Point annotations for photos:
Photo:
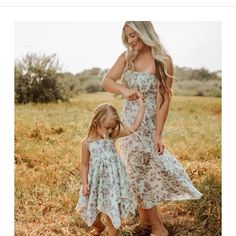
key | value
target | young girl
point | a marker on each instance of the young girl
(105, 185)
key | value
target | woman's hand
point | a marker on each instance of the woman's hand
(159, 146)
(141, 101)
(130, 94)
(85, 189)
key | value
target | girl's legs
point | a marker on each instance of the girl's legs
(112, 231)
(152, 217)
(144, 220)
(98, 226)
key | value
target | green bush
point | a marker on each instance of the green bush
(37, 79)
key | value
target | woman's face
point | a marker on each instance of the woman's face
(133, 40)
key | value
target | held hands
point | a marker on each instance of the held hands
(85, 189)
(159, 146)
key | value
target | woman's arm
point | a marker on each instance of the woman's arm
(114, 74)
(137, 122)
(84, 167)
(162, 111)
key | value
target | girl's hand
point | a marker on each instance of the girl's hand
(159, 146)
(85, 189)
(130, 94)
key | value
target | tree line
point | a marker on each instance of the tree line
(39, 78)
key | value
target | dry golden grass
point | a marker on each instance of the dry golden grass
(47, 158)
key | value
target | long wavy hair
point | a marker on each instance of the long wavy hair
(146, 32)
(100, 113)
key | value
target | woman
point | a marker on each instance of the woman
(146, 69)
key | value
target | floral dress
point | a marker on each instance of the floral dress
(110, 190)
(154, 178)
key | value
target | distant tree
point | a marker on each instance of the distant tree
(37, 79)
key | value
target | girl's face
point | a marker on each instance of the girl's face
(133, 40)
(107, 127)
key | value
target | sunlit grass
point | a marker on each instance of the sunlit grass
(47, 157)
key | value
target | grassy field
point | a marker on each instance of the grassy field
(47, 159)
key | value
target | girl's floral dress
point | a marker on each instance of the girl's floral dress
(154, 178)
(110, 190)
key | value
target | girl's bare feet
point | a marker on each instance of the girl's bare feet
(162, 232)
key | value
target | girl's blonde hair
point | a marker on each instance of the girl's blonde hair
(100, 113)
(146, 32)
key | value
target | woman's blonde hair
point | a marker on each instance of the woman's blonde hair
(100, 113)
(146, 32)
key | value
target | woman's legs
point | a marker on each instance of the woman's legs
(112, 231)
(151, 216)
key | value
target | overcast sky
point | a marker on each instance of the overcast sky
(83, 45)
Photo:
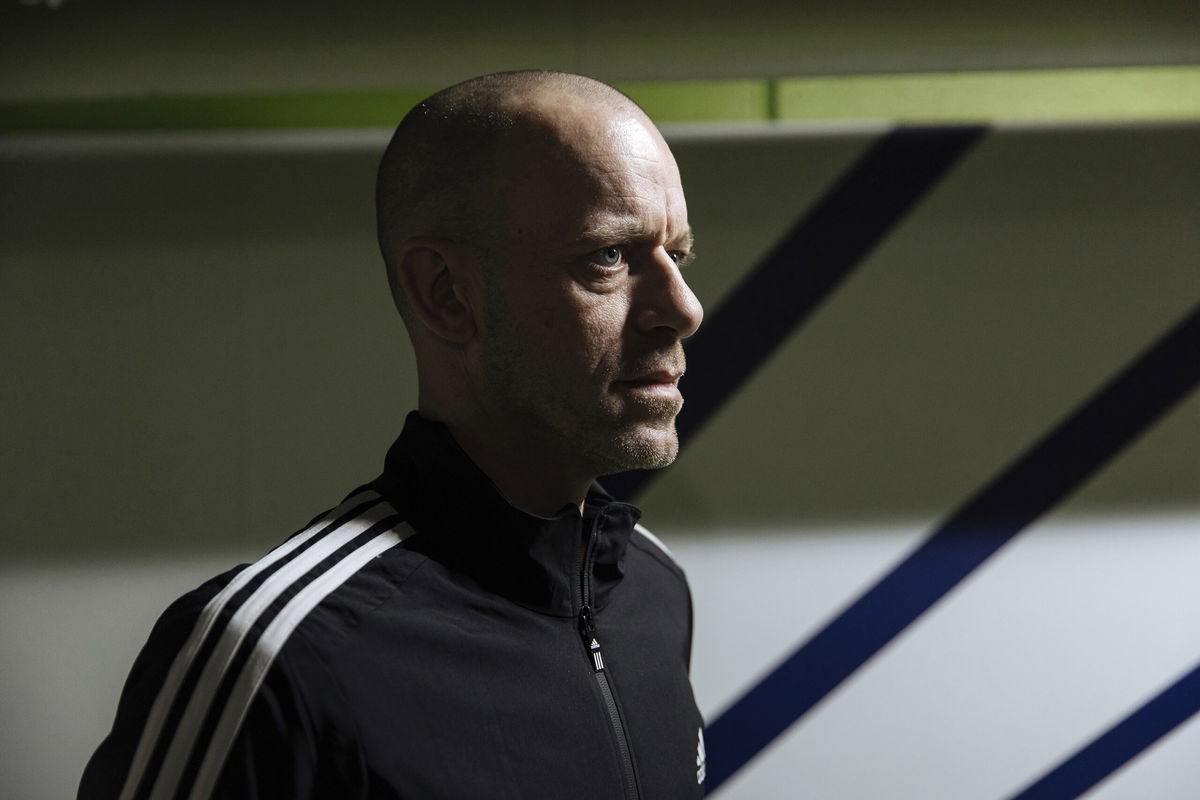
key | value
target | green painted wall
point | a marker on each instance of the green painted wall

...

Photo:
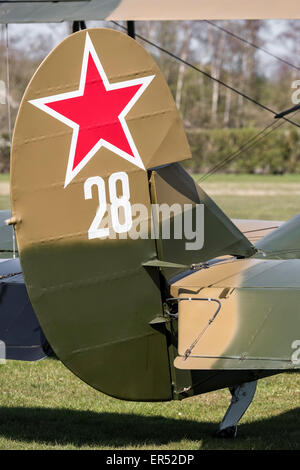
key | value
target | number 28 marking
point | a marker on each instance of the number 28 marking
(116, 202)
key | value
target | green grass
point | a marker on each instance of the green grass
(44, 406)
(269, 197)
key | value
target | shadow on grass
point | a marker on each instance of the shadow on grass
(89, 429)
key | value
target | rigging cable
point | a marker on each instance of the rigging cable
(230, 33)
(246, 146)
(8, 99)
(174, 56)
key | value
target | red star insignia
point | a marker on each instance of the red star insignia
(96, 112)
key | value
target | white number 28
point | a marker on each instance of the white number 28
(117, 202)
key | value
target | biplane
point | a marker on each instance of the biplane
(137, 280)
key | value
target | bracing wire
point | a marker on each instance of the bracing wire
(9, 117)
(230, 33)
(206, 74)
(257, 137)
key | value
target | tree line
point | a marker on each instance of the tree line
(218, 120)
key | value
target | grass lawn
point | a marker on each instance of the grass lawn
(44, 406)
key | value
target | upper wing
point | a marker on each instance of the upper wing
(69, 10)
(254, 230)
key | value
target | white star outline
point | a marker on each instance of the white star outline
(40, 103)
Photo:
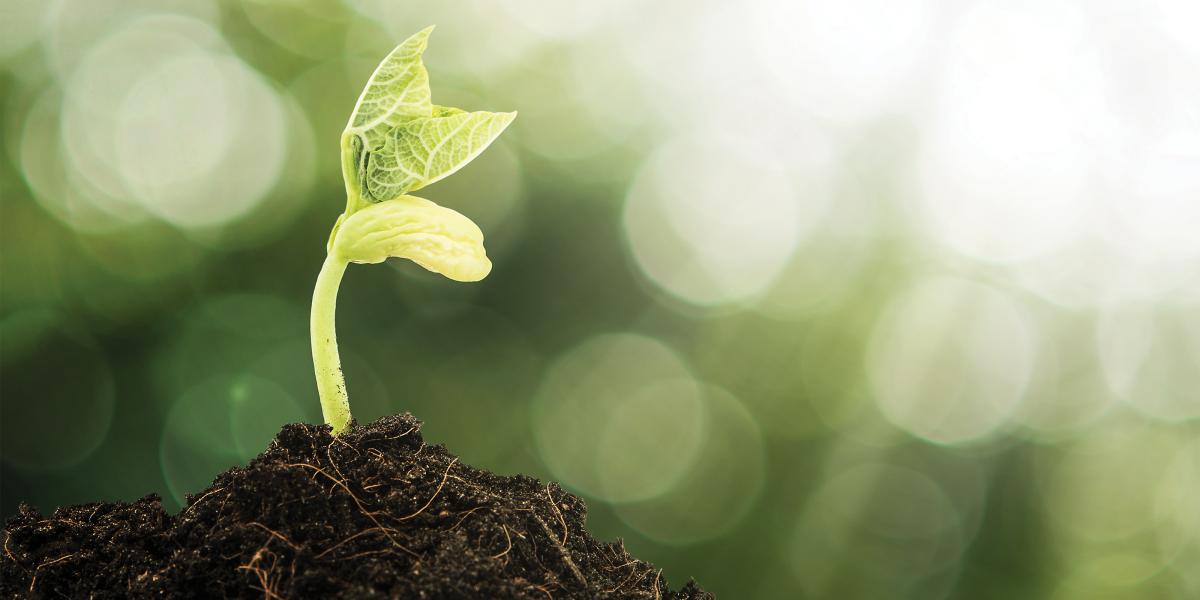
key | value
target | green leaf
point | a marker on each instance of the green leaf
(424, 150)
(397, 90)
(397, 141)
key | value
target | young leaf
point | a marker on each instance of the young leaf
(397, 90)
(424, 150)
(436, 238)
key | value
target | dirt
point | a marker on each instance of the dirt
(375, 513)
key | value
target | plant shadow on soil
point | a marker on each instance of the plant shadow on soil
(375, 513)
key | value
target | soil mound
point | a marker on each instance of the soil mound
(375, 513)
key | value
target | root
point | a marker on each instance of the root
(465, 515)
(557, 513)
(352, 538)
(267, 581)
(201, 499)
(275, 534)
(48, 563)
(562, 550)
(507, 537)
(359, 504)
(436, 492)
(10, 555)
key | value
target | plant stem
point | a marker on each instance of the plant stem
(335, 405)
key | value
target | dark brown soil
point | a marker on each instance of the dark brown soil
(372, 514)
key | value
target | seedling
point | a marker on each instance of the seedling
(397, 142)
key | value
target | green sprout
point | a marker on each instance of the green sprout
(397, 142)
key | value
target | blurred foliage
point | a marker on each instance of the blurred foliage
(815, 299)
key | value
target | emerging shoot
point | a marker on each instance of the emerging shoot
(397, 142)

--

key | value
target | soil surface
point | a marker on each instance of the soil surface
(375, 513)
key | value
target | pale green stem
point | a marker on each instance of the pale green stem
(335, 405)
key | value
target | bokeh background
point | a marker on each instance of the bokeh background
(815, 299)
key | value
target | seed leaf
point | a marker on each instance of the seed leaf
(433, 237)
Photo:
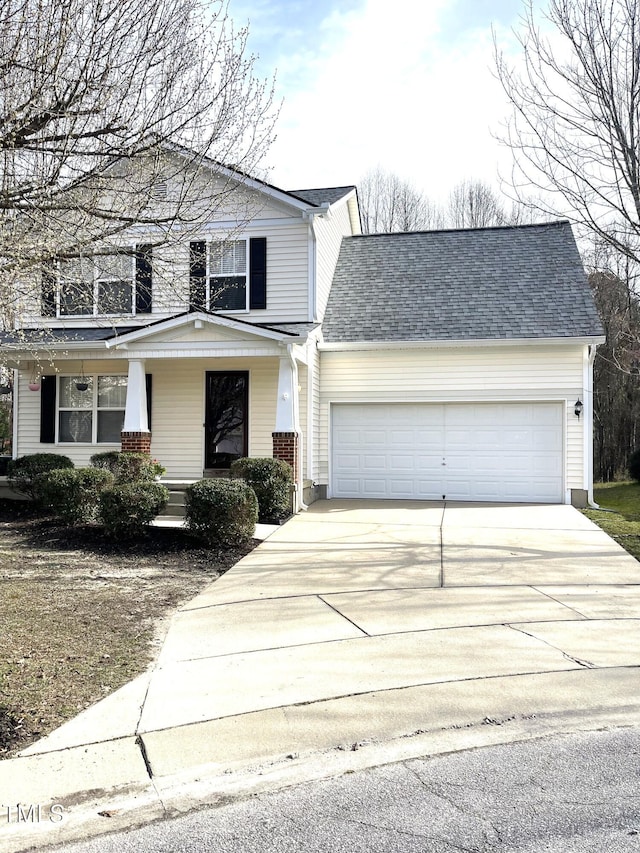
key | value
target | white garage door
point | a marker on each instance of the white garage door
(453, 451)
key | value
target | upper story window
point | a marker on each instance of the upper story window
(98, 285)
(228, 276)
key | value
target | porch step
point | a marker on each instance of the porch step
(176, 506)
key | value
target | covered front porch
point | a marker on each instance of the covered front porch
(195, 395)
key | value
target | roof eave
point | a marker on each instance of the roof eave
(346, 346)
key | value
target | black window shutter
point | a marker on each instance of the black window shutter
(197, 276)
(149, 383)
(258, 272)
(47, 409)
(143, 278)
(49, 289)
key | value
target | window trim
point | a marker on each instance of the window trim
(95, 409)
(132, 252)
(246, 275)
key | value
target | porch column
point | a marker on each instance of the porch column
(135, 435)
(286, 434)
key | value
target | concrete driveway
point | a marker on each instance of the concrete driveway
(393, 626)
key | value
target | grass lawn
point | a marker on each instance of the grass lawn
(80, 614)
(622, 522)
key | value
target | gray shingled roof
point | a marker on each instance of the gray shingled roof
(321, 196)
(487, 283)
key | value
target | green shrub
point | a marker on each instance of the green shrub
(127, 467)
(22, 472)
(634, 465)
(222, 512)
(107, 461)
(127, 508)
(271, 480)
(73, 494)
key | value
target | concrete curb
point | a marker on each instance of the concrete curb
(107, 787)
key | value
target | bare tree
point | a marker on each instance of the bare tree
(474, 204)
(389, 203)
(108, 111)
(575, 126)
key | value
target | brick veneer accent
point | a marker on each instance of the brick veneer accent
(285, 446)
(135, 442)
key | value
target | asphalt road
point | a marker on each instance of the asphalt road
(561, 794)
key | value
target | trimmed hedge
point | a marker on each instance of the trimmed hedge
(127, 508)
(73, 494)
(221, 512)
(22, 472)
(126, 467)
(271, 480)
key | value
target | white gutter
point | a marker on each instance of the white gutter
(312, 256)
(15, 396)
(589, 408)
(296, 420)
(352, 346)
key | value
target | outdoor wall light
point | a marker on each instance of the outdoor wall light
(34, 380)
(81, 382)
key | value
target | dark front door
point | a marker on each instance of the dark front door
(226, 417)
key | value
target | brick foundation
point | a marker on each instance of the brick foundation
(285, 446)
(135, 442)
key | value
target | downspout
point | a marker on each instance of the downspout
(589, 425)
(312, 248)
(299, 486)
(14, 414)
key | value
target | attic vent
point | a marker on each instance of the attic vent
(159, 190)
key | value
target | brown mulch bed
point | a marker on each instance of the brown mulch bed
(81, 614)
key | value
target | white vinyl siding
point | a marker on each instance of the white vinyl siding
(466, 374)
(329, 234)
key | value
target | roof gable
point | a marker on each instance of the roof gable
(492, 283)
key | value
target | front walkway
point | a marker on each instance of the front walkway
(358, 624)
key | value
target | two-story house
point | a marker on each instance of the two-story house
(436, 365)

◆ WHAT THIS TASK INVOLVES: Identify every line in the entries above that contains the word "foundation", and copy each such line.

◆ PROBLEM SOLUTION:
target | brick foundation
point | a marker on each instance of the brick foundation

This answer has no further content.